== Stated problem 1 ==
In the blog post on the Partner's Journey, how does the author define the term Partner's Journey?

== Source passage ==
In my last blog post, I defined the term Partner’s Journey as the decision-making process that leads up to a new partner-supplier relationship—not, as some claim, the partner-supplier relationship itself. If you haven’t seen this post, you can read it here.
Many IT suppliers focus almost exclusively on the partner-supplier relationship and don’t make a serious effort to reach out to solution providers until (and unless) they become a member of their partner program. While it is extremely important to support and enable your partner program members, it’s also important—believe it or not—to support and enable prospective partners. Why? Because if you are not participating in the Partner’s Journey leading up to a technology or partnering decision, you are missing out on valuable opportunities to capture partner mindshare, win new partnerships and motivate existing partners to sell more.
There is a long, complex decision-making process leading up to a partner’s decision to sign onto a partner program or add a new technology from a current vendor. And, like the Buyer’s Journey, it represents a huge opportunity to steer the right solution providers in your direction and potentially bring them on board.

== Stated problem 2 ==
Render the lines of the records below as a JSON list of strings, one string per line and with blank lines left out, beginning at the line that contains "Mark the region of each instance of the car" and continuing through the end of the records.

== Stored data ==
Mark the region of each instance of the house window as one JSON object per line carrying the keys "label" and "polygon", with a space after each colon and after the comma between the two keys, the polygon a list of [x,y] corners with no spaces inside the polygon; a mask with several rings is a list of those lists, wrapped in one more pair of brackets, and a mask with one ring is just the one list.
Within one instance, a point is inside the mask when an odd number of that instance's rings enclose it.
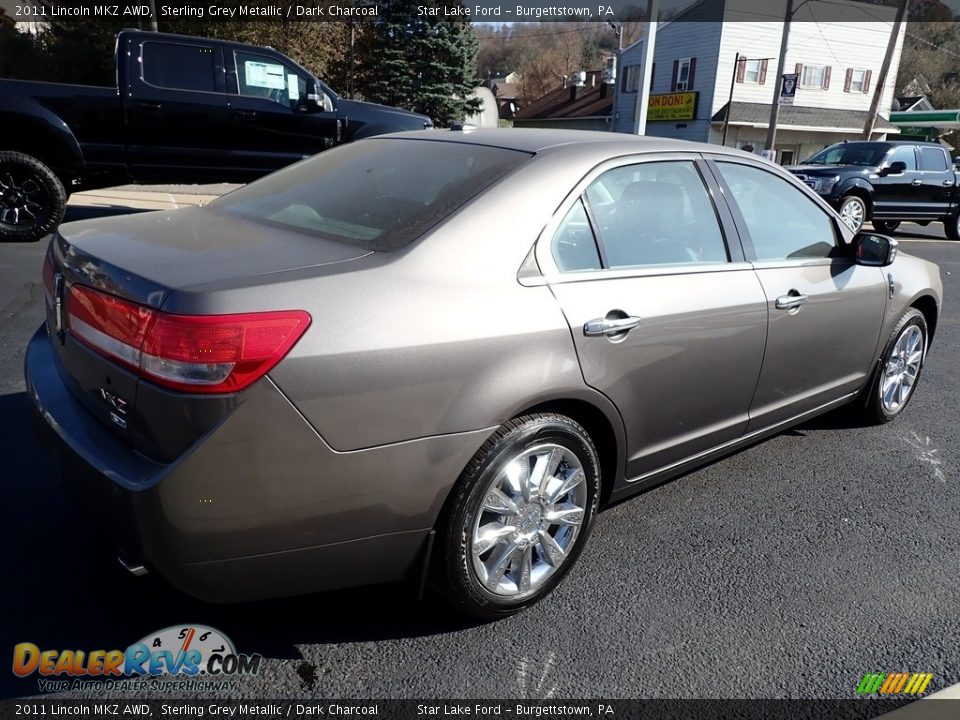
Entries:
{"label": "house window", "polygon": [[692,90],[693,77],[697,70],[696,58],[682,58],[673,61],[673,78],[670,81],[670,90],[673,92]]}
{"label": "house window", "polygon": [[844,92],[867,93],[870,92],[870,76],[873,72],[870,70],[855,70],[849,68],[847,77],[843,83]]}
{"label": "house window", "polygon": [[854,70],[850,73],[850,92],[863,92],[863,83],[866,79],[865,70]]}
{"label": "house window", "polygon": [[800,73],[800,87],[826,89],[826,65],[804,65]]}
{"label": "house window", "polygon": [[677,90],[686,90],[690,85],[690,58],[684,58],[677,63]]}
{"label": "house window", "polygon": [[623,69],[623,92],[637,92],[640,89],[640,66],[631,65]]}

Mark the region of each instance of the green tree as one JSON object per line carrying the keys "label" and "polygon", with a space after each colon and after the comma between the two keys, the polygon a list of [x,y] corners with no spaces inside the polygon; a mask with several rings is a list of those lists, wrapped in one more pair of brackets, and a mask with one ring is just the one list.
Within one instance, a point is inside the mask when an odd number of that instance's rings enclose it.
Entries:
{"label": "green tree", "polygon": [[467,20],[419,16],[420,4],[395,0],[385,17],[365,28],[357,86],[367,100],[423,113],[449,127],[480,108],[469,97],[479,43]]}

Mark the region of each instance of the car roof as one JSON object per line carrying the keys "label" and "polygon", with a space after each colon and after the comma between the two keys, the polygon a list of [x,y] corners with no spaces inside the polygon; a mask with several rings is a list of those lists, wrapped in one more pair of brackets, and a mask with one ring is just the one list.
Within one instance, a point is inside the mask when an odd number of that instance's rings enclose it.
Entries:
{"label": "car roof", "polygon": [[594,146],[600,152],[709,152],[742,155],[742,151],[720,145],[674,140],[672,138],[629,135],[593,130],[554,130],[549,128],[483,128],[477,130],[414,130],[376,136],[376,139],[411,139],[435,142],[487,145],[506,150],[540,153],[563,146]]}

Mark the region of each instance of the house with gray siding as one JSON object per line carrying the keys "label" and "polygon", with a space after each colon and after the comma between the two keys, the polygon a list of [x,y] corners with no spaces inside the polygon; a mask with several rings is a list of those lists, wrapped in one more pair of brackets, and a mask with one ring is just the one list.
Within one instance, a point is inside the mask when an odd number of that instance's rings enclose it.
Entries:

== Correct result 1 ==
It is the decision-making process that leads up to a new partner-supplier relationship, not the relationship itself.

== Correct result 2 ==
[
  "Mark the region of each instance of the car roof as one JSON object per line carrying the keys \"label\" and \"polygon\", with a space after each colon and after the comma between the two keys, the polygon a list of [x,y] corners with no spaces inside the polygon; a mask with several rings is a list of those lists, wrapped in one more pair of brackets, and a mask with one ring is just the one list.",
  "Within one instance, a point is inside the mask when an odd number of that instance's rings enclose it.",
  "Entries:",
  "{\"label\": \"car roof\", \"polygon\": [[594,146],[600,152],[709,152],[742,155],[742,151],[720,145],[674,140],[672,138],[629,135],[593,130],[554,130],[549,128],[483,128],[477,130],[414,130],[376,136],[376,139],[411,139],[435,142],[487,145],[506,150],[540,153],[563,146]]}",
  "Mark the region of each instance of the house with gray siding as one JSON object per line carrying the keys \"label\" and \"polygon\", with a space after each colon and after the comma between the two keys, the polygon a list of [x,y] corners with no spaces inside the polygon; a mask with several rings is a list of those lists, wrapped in one more pair of brackets, and a mask with one ring is just the one list.",
  "Within one instance, a point is inside the mask when an odd number of that instance's rings enclose it.",
  "Entries:"
]